• Task statement:
Return each line of the data below that contains the string "table".

━━━━━━

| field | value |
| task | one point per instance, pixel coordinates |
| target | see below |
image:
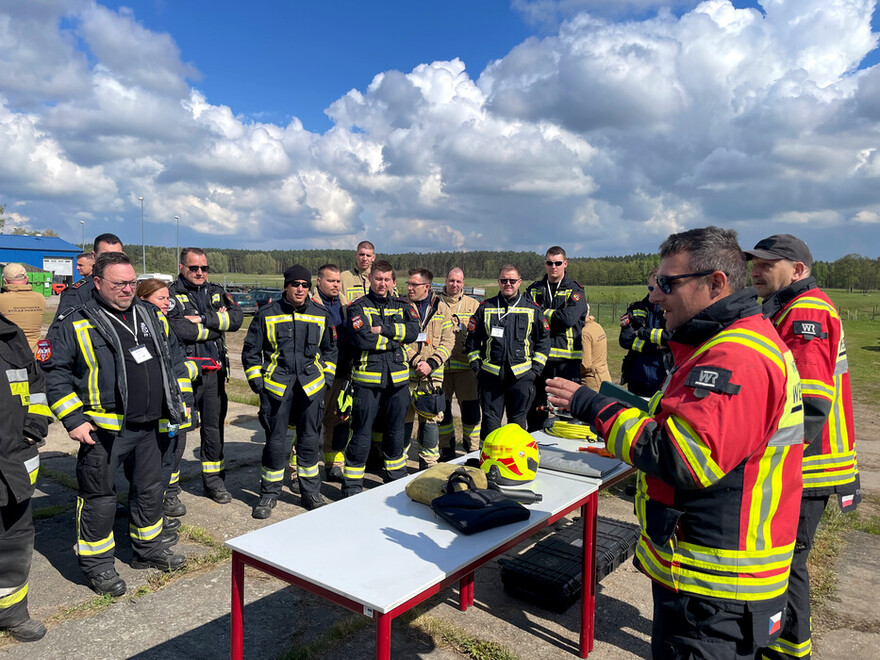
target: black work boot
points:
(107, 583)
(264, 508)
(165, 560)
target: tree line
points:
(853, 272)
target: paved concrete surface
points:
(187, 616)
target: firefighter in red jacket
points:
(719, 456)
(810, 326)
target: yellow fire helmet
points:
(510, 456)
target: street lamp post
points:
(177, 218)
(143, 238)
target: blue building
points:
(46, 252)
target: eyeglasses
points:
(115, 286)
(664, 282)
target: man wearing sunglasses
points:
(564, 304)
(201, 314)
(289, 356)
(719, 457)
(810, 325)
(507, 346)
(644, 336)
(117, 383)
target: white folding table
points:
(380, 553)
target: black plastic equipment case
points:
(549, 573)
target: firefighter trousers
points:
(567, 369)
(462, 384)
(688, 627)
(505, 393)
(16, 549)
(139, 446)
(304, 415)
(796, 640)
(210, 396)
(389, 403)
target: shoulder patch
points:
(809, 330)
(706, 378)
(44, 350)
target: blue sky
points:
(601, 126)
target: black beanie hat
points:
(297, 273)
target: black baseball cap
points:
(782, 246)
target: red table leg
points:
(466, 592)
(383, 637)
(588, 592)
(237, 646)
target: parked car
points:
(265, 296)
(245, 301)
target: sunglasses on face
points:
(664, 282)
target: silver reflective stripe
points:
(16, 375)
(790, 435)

━━━━━━

• Result of this exercise:
target: white folding table
target: red table leg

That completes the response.